### Work required
Lines containing the word "instance" are the ones to copy from the records below.

(Segmentation mask data)
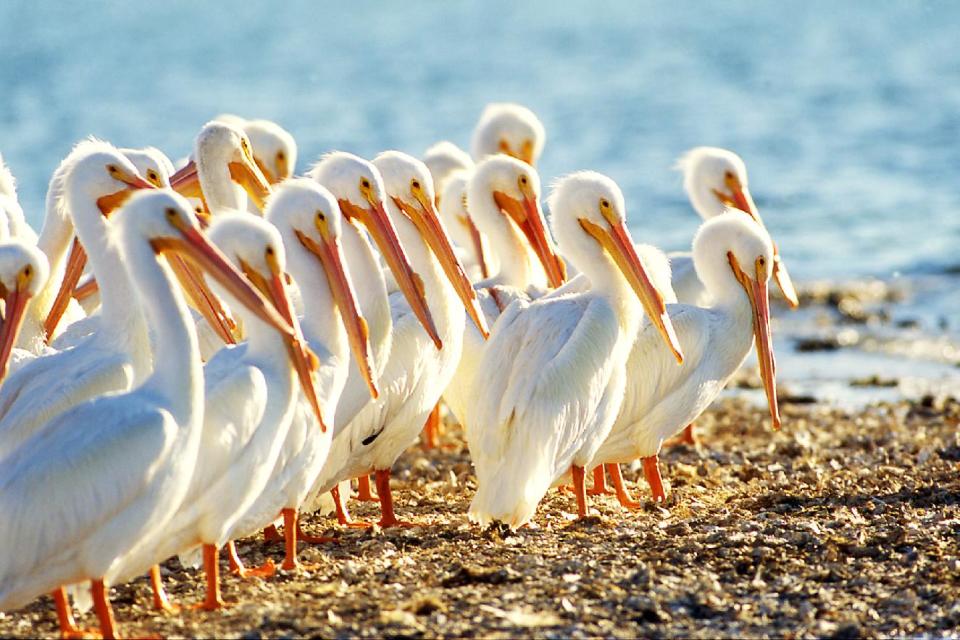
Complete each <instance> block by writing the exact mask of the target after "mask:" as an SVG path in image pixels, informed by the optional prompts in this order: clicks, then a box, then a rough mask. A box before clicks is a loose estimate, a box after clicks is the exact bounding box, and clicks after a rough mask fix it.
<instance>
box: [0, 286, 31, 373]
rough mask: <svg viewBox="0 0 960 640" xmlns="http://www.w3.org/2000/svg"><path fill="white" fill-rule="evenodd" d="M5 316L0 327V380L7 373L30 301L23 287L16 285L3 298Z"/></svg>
mask: <svg viewBox="0 0 960 640" xmlns="http://www.w3.org/2000/svg"><path fill="white" fill-rule="evenodd" d="M4 302H5V304H4V309H5V317H4V319H3V328H2V329H0V382H3V379H4V377H6V375H7V366H8V365H9V363H10V354H11V353H13V347H14V346H16V344H17V339H18V338H19V337H20V328H21V327H22V326H23V318H24V311H26V308H27V303H28V302H30V294H29V293H27V291H26V290H24V289H23V288H21V287H19V286H16V287H14V288H13V289H12V290H11V291H10V292H8V293H7V295H6V296H5V298H4Z"/></svg>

### Written answer
Complete each <instance> block by writing the exact mask of the target after "mask:" as an SVG path in image pixels, informed by the optional prompts in this order: clicks, then a box, then a rough mask. A box before clicks is a loose estimate, a box after clicks is the exact bounding box, and clicks after a rough mask fix it.
<instance>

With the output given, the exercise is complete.